→ 作業要求
將下方 Solr 增量導入說明中，從“當增量導入被執行的時候，它讀”到“一行是上次索引以來有更新的。”的整段文字一字不差地照錄出來。

→ 網頁摘錄
=======

訪問 http://localhost:8983/solr/dataimport?command=full-import 執行一個“完全導入”

使用“增量導入”命令

你可以通過訪問URL http://localhost:8983/solr/dataimport?command=delta-import 來使用增量導入。操作將會新起一個線程，response中的屬性statue也將顯示busy now。操作執行的時間取決于你的數據集的大小。在任何時候，你都可以通過訪問 http://localhost:8983/solr/dataimport 來查看狀態。

當增量導入被執行的時候，它讀取存儲在conf/dataimport.properties中的“start time”。它使用這個時間戳來執行增量查詢，完成之后，會更新這個放在conf/dataimport.properties中的時間戳。

Delta-Import 例子

我們將使用跟“完全導入”中相同的數據庫。注意，數據庫已經被更新了，每個表都包含有一個額外timestamp類型的列叫做last_modified。或許你需要重新下載數據庫，因為它最近被更新了。我們使用這個時間戳的域來區別出那一行是上次索引以來有更新的。

看看下面的這個 data-config.xml：

<entity name="item" pk="ID" query="select * from item"

=======

→ 原始資料
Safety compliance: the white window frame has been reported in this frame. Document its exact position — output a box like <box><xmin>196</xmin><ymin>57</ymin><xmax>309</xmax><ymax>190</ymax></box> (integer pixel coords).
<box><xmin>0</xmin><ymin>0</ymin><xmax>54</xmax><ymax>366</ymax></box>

=======

→ 回覆內容
當增量導入被執行的時候，它讀取存儲在conf/dataimport.properties中的“start time”。它使用這個時間戳來執行增量查詢，完成之后，會更新這個放在conf/dataimport.properties中的時間戳。

Delta-Import 例子

我們將使用跟“完全導入”中相同的數據庫。注意，數據庫已經被更新了，每個表都包含有一個額外timestamp類型的列叫做last_modified。或許你需要重新下載數據庫，因為它最近被更新了。我們使用這個時間戳的域來區別出那一行是上次索引以來有更新的。